### Ce qu'il faut faire:
• 1. D'après l'extrait sur le film Flee, quel pays l'ami du cinéaste a-t-il fui enfant avec sa famille ?
• 2. Recopiez tel quel le passage de l'extrait sur Flee qui commence par les mots contenant « [Annecy 2021] Flee » et se termine par « pour déployer l’animation. ».

### Extrait à lire:
[Annecy 2021] Flee : nobles dessins

Ce n’est peut-être qu’une impression, mais ces dernières années semblent avoir vu l’émergence d’un nouveau genre dans l’animation : la fiction documentaire. Elle apparaît le plus souvent pour parler de sujets graves et internationaux comme la situation de migrants, ou de camps de travail… Mais dans le court-métrage, la forme est déjà bien installée et propose tous les ans en festival des œuvres radicales et fascinantes, en utilisant des voix témoins pour déployer l’animation.

L’approche sur le long format, et sur des sujets plus grave toujours, demeure bien plus délicate. Difficile de trouver les mots justes pour l’instant, de théoriser ce qui gêne le plus souvent, mais cela a à voir probablement avec la qualité relative des éléments fictionnels. Même si c’est une histoire vraie, la plupart du temps, la narration sombre trop souvent dans des clichés qui pénalisent l’authenticité du récit en jurant avec celui-ci. C’est un peu l’effet Roger Rabbit : dans un univers fait de chair et d’os, les toons font le contraste.

Flee fait partie de ces long métrages documentaire d’animation qui traitent de sujets lourds et sérieux. Après un énorme carton auprès du public de Sundance, il arrive cet été à Annecy avant de rejoindre plus tard Arte et enfin les cinémas. Un carton car justement, le film parvient à esquiver nombre des problèmes rencontrés par les œuvres du genre.

Flee naît d’une discussion entre le cinéaste et un ami à lui qui s’apprête à épouser son amoureux au Danemark. Il décide alors de lui raconter ce qu’il n’a jamais dit à personne : comment enfant il a fui l’Afghanistan avec sa famille, et a vécu l’enfer que connaissent toutes les personnes dans son cas. Trimballé d’un lieu à un autre, obligé de mentir sur ses origines, des rencontres marquantes et des frayeurs indescriptibles… Les scènes de son passé sont donc animés en 2d assez sobrement et narrées par lui, en voix off. Quelques répliques s’installent aussi dans la diégèse, mais sans trop en faire non plus. Par moments le réalisateur lui pose aussi des questions, car toute la structure découle du format de l’entretien.

### Liste des lignes:
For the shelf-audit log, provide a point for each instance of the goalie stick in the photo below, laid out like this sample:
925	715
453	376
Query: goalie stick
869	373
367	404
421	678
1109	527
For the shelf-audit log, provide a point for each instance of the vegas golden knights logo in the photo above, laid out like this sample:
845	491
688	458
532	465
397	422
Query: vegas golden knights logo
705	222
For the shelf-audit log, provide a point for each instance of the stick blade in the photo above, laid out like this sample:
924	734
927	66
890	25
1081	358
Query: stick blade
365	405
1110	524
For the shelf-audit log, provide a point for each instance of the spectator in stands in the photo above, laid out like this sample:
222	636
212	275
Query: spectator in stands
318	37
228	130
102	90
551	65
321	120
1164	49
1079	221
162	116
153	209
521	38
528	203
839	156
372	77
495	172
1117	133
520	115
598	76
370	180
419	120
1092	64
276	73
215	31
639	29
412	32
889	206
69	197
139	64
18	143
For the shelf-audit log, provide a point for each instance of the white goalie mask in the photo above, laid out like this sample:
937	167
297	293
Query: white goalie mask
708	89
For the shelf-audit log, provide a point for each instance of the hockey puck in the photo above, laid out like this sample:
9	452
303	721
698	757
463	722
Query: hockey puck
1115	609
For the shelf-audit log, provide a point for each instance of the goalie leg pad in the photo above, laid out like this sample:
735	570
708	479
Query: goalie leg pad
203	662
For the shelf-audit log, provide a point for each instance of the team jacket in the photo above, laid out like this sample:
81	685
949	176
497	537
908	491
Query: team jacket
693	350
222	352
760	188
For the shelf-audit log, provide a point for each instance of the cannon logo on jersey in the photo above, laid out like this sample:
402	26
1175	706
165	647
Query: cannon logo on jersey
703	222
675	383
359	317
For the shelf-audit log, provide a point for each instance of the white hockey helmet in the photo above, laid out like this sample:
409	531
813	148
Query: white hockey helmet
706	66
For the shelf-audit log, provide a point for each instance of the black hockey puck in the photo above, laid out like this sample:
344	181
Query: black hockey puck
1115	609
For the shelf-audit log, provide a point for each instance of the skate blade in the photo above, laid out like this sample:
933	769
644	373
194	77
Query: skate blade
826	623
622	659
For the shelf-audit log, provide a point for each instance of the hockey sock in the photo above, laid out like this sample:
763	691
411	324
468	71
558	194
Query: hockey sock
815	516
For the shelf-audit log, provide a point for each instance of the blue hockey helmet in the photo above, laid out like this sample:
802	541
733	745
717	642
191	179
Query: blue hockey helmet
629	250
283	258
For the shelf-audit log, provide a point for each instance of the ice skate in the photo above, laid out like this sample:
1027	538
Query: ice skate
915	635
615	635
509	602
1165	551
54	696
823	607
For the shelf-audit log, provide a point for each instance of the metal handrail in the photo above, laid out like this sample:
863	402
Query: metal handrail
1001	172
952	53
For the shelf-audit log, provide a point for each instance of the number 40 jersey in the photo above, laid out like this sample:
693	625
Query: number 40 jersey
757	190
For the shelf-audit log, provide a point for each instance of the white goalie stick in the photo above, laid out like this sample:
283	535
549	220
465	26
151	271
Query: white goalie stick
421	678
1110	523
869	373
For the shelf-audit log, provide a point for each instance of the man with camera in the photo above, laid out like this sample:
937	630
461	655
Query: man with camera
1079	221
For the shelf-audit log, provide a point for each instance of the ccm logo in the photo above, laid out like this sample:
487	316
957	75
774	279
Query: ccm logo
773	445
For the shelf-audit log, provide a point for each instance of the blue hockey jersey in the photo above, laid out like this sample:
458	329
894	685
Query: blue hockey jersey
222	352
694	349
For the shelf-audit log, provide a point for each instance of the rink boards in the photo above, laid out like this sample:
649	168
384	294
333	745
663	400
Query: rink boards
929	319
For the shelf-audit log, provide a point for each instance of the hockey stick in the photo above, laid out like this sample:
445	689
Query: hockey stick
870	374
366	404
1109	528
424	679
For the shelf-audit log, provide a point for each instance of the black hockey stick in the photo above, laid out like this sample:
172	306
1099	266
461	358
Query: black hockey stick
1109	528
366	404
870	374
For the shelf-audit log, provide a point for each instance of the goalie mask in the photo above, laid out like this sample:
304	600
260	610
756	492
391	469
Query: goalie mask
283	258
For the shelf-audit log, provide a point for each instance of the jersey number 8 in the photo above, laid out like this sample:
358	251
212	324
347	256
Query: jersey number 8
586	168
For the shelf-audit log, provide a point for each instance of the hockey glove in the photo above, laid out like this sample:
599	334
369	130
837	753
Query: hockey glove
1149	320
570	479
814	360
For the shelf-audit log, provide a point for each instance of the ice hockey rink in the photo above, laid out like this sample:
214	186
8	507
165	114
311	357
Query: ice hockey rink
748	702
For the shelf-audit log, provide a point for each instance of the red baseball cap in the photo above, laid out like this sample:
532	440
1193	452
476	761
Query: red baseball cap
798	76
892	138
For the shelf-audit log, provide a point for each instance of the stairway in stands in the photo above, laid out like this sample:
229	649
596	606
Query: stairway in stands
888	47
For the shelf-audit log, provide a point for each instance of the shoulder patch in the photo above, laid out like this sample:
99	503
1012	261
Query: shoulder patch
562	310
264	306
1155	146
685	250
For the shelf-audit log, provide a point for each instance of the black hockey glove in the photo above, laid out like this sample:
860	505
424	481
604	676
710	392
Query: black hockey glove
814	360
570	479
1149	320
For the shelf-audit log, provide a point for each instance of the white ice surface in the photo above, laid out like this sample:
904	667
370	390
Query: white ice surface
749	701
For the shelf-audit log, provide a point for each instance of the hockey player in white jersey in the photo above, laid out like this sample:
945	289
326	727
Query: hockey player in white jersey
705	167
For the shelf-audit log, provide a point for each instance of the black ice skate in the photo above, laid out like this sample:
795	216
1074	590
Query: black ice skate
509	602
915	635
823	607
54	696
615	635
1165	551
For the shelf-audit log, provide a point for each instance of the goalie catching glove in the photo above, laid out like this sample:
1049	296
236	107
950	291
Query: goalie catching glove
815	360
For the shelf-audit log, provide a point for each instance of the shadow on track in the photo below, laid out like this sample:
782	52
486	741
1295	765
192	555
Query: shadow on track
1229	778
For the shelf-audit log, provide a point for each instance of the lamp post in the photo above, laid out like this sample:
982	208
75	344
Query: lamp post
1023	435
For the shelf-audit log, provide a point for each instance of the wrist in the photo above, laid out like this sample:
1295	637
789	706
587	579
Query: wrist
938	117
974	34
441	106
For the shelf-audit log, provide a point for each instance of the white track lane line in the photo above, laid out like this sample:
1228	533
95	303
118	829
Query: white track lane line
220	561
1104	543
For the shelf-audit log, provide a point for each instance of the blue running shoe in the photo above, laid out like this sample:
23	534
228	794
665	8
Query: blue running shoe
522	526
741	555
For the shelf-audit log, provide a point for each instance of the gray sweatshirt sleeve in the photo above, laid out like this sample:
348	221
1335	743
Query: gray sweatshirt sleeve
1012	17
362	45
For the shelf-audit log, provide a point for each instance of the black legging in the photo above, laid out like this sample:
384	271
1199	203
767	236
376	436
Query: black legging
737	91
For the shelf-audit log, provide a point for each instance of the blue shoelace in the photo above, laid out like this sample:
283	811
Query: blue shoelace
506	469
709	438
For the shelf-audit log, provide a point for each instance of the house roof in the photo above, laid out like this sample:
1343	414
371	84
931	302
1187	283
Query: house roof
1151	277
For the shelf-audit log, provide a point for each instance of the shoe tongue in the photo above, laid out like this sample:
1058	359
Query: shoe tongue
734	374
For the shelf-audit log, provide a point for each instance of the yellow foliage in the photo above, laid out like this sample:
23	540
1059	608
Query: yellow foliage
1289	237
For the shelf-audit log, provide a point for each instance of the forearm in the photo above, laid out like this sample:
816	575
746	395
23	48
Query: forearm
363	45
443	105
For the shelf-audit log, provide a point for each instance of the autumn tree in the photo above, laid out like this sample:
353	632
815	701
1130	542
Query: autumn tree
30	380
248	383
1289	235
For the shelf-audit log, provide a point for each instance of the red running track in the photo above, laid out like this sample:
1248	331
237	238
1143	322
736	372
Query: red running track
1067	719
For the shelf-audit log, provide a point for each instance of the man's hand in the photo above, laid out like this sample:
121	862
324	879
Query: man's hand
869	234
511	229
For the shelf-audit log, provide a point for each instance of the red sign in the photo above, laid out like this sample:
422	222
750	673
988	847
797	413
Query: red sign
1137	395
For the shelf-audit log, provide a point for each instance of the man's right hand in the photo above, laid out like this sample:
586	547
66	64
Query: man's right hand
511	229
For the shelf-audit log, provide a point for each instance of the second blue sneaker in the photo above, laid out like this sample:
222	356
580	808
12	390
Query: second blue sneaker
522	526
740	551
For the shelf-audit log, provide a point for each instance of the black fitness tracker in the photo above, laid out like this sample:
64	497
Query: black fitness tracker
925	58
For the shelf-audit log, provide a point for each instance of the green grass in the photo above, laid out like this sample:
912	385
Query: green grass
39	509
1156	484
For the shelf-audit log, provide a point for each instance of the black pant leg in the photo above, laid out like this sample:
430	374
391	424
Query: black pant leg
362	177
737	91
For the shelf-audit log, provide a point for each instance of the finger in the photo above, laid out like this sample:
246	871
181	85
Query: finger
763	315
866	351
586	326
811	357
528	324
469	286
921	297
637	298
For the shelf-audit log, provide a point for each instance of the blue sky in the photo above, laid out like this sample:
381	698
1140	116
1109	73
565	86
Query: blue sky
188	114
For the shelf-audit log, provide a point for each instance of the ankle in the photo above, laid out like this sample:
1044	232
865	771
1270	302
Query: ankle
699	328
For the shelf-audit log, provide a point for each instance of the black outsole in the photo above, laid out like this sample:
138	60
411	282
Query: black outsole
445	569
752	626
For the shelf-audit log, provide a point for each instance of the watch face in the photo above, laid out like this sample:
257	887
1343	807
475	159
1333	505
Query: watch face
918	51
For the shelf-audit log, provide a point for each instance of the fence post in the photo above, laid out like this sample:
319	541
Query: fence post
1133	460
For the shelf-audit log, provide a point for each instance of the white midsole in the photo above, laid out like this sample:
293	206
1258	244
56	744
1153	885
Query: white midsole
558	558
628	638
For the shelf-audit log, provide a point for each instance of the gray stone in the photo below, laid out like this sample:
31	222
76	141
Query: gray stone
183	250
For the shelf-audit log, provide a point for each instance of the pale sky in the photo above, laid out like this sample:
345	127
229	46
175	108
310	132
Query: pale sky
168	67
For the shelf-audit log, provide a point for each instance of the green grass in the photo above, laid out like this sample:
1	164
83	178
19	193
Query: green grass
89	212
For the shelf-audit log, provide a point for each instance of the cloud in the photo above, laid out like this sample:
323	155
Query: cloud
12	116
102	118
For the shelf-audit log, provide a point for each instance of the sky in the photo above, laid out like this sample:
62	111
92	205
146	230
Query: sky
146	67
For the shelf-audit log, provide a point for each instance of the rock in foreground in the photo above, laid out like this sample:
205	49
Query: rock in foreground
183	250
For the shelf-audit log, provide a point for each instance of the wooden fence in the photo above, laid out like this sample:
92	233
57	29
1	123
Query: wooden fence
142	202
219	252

### Les réponses:
• 1. L'Afghanistan.

• 2.
[Annecy 2021] Flee : nobles dessins

Ce n’est peut-être qu’une impression, mais ces dernières années semblent avoir vu l’émergence d’un nouveau genre dans l’animation : la fiction documentaire. Elle apparaît le plus souvent pour parler de sujets graves et internationaux comme la situation de migrants, ou de camps de travail… Mais dans le court-métrage, la forme est déjà bien installée et propose tous les ans en festival des œuvres radicales et fascinantes, en utilisant des voix témoins pour déployer l’animation.